**What is being asked:** How many lines in the material below contain the string "locate"? Reply with the number alone.
Begin Provided entries
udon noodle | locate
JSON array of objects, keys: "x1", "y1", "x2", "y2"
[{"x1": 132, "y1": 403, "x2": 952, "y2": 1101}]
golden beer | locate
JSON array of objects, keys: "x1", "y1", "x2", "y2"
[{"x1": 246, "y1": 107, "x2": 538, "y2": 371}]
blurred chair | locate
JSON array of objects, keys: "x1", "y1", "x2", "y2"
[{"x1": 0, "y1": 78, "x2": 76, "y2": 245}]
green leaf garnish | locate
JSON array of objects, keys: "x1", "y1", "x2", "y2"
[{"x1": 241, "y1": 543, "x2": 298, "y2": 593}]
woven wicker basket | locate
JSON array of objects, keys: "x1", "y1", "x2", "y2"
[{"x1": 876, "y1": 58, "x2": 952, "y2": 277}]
End Provided entries
Begin Provided entries
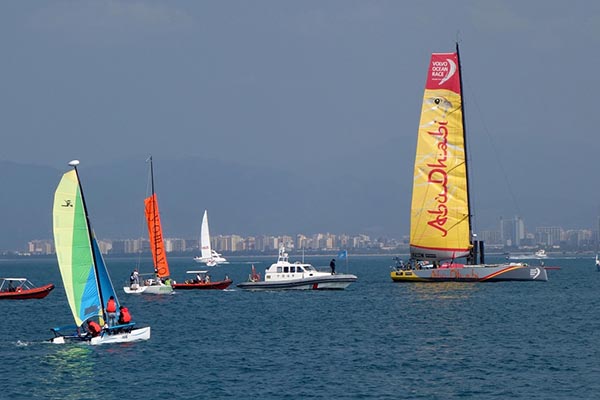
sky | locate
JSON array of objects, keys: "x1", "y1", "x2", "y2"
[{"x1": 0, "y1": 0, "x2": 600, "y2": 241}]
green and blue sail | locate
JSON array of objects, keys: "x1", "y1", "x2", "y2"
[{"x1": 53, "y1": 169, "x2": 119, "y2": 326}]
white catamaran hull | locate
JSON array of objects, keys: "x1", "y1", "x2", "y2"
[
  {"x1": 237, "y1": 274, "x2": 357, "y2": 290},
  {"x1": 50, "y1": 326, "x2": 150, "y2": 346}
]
End Provided entries
Begin Provided entries
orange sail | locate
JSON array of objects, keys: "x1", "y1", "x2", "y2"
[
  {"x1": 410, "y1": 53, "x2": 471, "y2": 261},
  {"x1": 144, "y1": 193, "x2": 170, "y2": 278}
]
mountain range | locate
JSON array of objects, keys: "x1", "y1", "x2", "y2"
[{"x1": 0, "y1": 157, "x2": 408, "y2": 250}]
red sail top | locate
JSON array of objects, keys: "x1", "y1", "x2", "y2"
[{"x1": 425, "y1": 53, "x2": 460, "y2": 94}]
End Provided entries
**Exercise result:** 11